(Excerpts from a point labeling dataset)
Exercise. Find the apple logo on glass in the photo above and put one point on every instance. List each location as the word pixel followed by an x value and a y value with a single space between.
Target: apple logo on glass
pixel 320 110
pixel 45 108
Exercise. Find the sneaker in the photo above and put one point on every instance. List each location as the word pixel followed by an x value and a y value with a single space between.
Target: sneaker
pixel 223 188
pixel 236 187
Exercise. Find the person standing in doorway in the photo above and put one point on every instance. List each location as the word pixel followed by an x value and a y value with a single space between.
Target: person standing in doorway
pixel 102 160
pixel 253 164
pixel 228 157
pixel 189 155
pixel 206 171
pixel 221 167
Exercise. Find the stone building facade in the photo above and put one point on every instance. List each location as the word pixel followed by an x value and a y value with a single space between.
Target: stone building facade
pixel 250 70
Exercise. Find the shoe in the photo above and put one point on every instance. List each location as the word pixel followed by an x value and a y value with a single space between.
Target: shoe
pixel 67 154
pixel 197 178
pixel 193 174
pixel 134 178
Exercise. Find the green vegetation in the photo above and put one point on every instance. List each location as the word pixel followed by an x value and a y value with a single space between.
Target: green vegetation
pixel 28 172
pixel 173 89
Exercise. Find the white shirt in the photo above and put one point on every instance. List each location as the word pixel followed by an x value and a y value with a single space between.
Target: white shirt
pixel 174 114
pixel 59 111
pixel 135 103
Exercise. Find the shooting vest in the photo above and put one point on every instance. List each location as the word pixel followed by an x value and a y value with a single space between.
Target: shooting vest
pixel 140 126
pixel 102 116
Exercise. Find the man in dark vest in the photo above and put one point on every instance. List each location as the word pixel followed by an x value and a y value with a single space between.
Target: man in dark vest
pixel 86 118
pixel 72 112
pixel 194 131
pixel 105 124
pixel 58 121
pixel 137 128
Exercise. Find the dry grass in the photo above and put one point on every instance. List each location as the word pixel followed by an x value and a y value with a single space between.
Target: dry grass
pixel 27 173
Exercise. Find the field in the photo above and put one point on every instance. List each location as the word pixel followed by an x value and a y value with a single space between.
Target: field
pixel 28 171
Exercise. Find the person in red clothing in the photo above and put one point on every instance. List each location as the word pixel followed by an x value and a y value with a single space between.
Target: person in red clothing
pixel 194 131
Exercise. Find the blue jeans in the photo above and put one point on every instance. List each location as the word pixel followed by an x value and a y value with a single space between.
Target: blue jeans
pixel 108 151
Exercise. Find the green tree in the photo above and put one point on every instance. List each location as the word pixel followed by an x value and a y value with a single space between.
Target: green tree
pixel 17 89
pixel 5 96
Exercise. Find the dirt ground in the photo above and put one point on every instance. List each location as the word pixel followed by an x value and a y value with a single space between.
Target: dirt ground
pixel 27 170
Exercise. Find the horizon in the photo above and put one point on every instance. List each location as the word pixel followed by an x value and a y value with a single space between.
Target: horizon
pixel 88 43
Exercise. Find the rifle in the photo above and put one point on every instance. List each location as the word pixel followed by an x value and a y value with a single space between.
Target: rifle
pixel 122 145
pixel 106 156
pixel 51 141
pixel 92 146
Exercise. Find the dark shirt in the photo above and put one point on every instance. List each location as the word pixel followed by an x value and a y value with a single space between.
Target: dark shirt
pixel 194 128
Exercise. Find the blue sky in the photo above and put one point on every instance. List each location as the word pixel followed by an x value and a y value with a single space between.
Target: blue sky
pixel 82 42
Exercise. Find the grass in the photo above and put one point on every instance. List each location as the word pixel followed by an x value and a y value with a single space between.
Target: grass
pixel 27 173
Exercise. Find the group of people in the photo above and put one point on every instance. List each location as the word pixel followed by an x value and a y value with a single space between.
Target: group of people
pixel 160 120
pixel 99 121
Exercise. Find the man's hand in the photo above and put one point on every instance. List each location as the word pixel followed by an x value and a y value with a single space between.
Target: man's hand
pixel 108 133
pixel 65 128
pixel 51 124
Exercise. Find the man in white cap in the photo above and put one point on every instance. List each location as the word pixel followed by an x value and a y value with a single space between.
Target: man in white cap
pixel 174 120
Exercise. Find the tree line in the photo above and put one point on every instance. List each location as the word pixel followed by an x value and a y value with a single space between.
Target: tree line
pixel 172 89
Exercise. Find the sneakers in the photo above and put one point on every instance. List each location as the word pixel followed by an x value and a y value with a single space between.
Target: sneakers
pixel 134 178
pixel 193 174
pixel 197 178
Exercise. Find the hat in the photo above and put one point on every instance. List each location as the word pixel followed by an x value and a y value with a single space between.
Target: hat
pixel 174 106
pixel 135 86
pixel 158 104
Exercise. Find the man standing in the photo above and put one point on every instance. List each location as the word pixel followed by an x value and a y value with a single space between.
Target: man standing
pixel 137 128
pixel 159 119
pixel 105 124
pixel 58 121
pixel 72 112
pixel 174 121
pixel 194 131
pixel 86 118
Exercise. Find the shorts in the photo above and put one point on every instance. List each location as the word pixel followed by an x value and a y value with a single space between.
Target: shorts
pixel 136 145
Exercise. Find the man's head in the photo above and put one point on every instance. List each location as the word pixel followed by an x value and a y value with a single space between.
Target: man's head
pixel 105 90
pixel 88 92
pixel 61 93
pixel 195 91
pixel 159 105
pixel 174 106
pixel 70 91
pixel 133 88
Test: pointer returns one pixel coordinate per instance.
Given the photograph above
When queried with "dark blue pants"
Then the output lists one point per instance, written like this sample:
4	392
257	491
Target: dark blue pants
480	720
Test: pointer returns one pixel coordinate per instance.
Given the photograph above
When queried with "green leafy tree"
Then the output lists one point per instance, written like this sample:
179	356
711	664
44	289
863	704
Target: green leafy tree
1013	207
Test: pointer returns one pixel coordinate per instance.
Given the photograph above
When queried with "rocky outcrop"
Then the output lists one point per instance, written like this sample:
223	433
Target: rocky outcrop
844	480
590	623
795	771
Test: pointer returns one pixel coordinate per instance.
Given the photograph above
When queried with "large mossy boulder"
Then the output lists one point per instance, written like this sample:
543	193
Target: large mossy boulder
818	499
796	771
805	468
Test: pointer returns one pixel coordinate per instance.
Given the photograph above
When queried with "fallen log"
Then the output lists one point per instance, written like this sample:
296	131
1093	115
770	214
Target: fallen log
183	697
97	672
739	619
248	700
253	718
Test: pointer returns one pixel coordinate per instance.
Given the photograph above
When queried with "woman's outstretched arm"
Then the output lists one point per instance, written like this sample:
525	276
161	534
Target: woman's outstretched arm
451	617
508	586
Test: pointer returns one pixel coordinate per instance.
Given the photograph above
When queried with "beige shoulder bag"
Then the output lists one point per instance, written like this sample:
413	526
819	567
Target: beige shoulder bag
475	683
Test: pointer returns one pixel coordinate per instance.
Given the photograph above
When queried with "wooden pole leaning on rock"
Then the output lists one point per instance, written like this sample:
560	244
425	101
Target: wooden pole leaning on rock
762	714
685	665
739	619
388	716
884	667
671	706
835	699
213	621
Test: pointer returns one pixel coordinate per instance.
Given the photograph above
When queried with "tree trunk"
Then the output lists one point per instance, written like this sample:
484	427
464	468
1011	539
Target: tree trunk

| Required task |
Rewrite the whole listing with every "Target" replaced by "Label", leaving everything else unchanged.

| Answer to the problem |
Exercise. Find the apple logo on glass in the photo above and put one point on every instance. List each location as the word pixel followed by an x value and a y value with a single space between.
Label: apple logo on glass
pixel 320 110
pixel 45 108
Exercise. Find the sneaker in the photo above and put one point on every instance. List each location as the word pixel followed by an x value and a y value with a single space between.
Label: sneaker
pixel 223 188
pixel 236 187
Exercise. Find the person standing in doorway in the photo above and put one point on every instance. List each location as the word pixel followed by an x value and a y value with a single space between.
Label: person standing in doorway
pixel 102 160
pixel 253 164
pixel 228 157
pixel 189 155
pixel 206 171
pixel 221 167
Exercise. Find the stone building facade in the photo above and put one point on every instance. List each location as the word pixel followed by an x value and a y value with a single space between.
Label: stone building facade
pixel 250 70
Exercise. Find the shoe in the photo above and put one point on every instance. List each location as the word pixel followed by an x value and a y value with a single space between.
Label: shoe
pixel 67 154
pixel 197 178
pixel 193 174
pixel 134 178
Exercise. Find the green vegetation in the photo above and put one point on every instance. List each location as the word pixel followed by an x value and a y value with a single space between.
Label: green vegetation
pixel 28 172
pixel 173 89
Exercise. Find the white shirt in the photo above and put one point on every instance. List each location as the word pixel followed by an x value and a y value with a single space between.
Label: white shirt
pixel 174 114
pixel 59 111
pixel 135 103
Exercise. Find the shooting vest in the photo above and put one point on every instance. List each location as the word pixel followed by an x value and a y value with a single space between.
Label: shooting vest
pixel 140 126
pixel 102 116
Exercise. Find the man in dark vest in the photo above and put one point on every instance. List each location as the word pixel followed by an x value and a y value with a single space between.
Label: man in dark vest
pixel 86 118
pixel 72 112
pixel 194 131
pixel 105 124
pixel 58 121
pixel 137 128
Exercise. Find the dry grass in the photo above and put one point on every instance. List each location as the word pixel followed by an x value and a y value with a single space between.
Label: dry grass
pixel 27 173
Exercise. Find the field in the photo above and put one point on every instance. List each location as the word pixel followed by an x value and a y value with a single space between.
Label: field
pixel 28 171
Exercise. Find the person in red clothing in the photo above and put one point on every instance. List each location as the word pixel followed by an x value and a y value with a single space between.
Label: person in red clothing
pixel 194 131
Exercise. Find the blue jeans in the photo above and put one point on every instance. List each location as the word pixel followed by an x value and a y value with a single space between.
Label: blue jeans
pixel 108 151
Exercise. Find the green tree in the photo above and put one point on every instance. List each location as the word pixel followed by an x value and a y value with a single space between.
Label: green tree
pixel 17 89
pixel 5 96
Exercise. Find the dirt ground in the photo above and put one point on every instance. List each location as the word pixel followed by an x value and a y value with a single space between.
Label: dirt ground
pixel 27 170
Exercise. Find the horizon in the photo above and put one point on every instance. List each location as the word pixel followed by an x value and a y value with a single space between.
Label: horizon
pixel 88 43
Exercise. Find the rifle in the photo above and put one point on every instance. List each location as the word pixel followed by an x value and a y value with a single space between.
Label: rifle
pixel 122 145
pixel 106 156
pixel 51 141
pixel 92 146
Exercise. Find the dark shirt in the photo above and put one point on every instance. List each location as the word pixel followed by an x value and a y value with a single space between.
Label: dark shirt
pixel 194 128
Exercise. Find the blue sky in the photo above and put one point on every instance. List each location as the word pixel followed by an x value and a y value with a single space between.
Label: blue sky
pixel 82 42
Exercise. Find the grass in the photo above and put one point on every instance. List each location as the word pixel followed by an x value and a y value with a single space between.
Label: grass
pixel 27 173
Exercise. Find the group of people in the photo above and put one point on every instance. List each location as the word pixel followed by an x value and a y value with a single space between.
Label: group of people
pixel 160 120
pixel 99 121
Exercise. Find the man's hand in the photo above and put one point on every instance. List each location as the word pixel followed by an x value and a y value with a single space between.
Label: man's hand
pixel 108 133
pixel 65 128
pixel 51 124
Exercise. Find the man in white cap in the photo above and put one point on every instance. List each location as the word pixel followed by an x value and a y value with a single space between.
Label: man in white cap
pixel 174 120
Exercise. Find the tree line in the photo above and put one point on every instance. List each location as the word pixel followed by an x value and a y value with a single space between.
Label: tree line
pixel 172 89
Exercise. Find the sneakers in the photo above and put one point on every instance. List each location as the word pixel followed by an x value and a y value with a single space between.
Label: sneakers
pixel 134 178
pixel 193 174
pixel 197 178
Exercise. Find the hat in the photo above and put one point on every instance. List each location as the word pixel followed by an x value and a y value with a single space between.
Label: hat
pixel 174 106
pixel 135 86
pixel 158 104
Exercise. Find the man standing in the photo above and put one point on every instance. List each location as the word pixel followed by an x value and a y value with a single space between.
Label: man standing
pixel 137 128
pixel 159 119
pixel 105 124
pixel 58 121
pixel 72 112
pixel 174 121
pixel 194 131
pixel 86 118
Exercise. Find the shorts in the photo above and put one point on every instance. List each location as the word pixel followed by an x value and a y value with a single space between.
Label: shorts
pixel 136 145
Exercise. Find the man's head in the photo above and put one point on every instance. List each location as the word pixel followed by an x value and a y value with a single space between.
Label: man's head
pixel 105 90
pixel 88 92
pixel 61 93
pixel 195 91
pixel 159 105
pixel 174 106
pixel 70 91
pixel 133 88
Test: pointer returns one pixel coordinate per instance.
Given the photograph above
When queried with "dark blue pants"
Then the output lists one point per instance, written like this sample:
4	392
257	491
Label: dark blue pants
480	720
Test: pointer returns one pixel coordinate per instance.
Given the photograph above
When queried with "green leafy tree"
Then the output lists one point per instance, written like this sample:
179	356
711	664
44	289
863	704
Label: green leafy tree
1013	207
Test: pointer returns one pixel coordinate per instance.
Given the photograph above
When queried with "rocky outcrop"
Then the output lists one point per instance, written like this sample:
223	433
Label: rocky outcrop
844	480
590	623
795	771
Test: pointer returns one pixel coordinate per instance.
Given the photograph above
When queried with "large mossy boulder"
Then the output lists one point per instance, written like this sample:
543	193
Label: large mossy boulder
818	499
796	771
805	468
Test: pointer returns one pixel coordinate per instance.
Given the photograph above
When queried with "fallen log"
Then the output lists one point per instance, written like this sample:
296	131
1093	115
770	214
Label: fallen log
183	697
97	672
739	619
248	700
253	718
Test: pointer returns one pixel coordinate per instance.
Given the photograph above
When queried with "woman's outstretched arm"
Then the output lists one point per instance, written like this sample:
525	276
161	534
Label: woman's outstretched arm
451	617
508	586
Test: pointer returns one pixel coordinate per instance.
Given the photograph above
When queried with "beige shoulder bag"
Then the output lists one point per instance, written like this sample:
413	526
819	567
Label: beige shoulder bag
475	683
Test: pointer returns one pixel coordinate per instance.
Given the photograph above
When queried with "wooden pole leaning on rock"
Then the output lists one point per instance, written like this sample:
560	244
425	101
Label: wooden pole leaning on rock
762	714
685	665
739	619
388	716
884	667
671	706
835	699
213	621
Test: pointer returns one pixel coordinate per instance.
Given the photograph above
When queried with "tree trunk"
Then the output lists one point per instance, written like this sample:
484	427
464	468
1011	539
Label: tree trunk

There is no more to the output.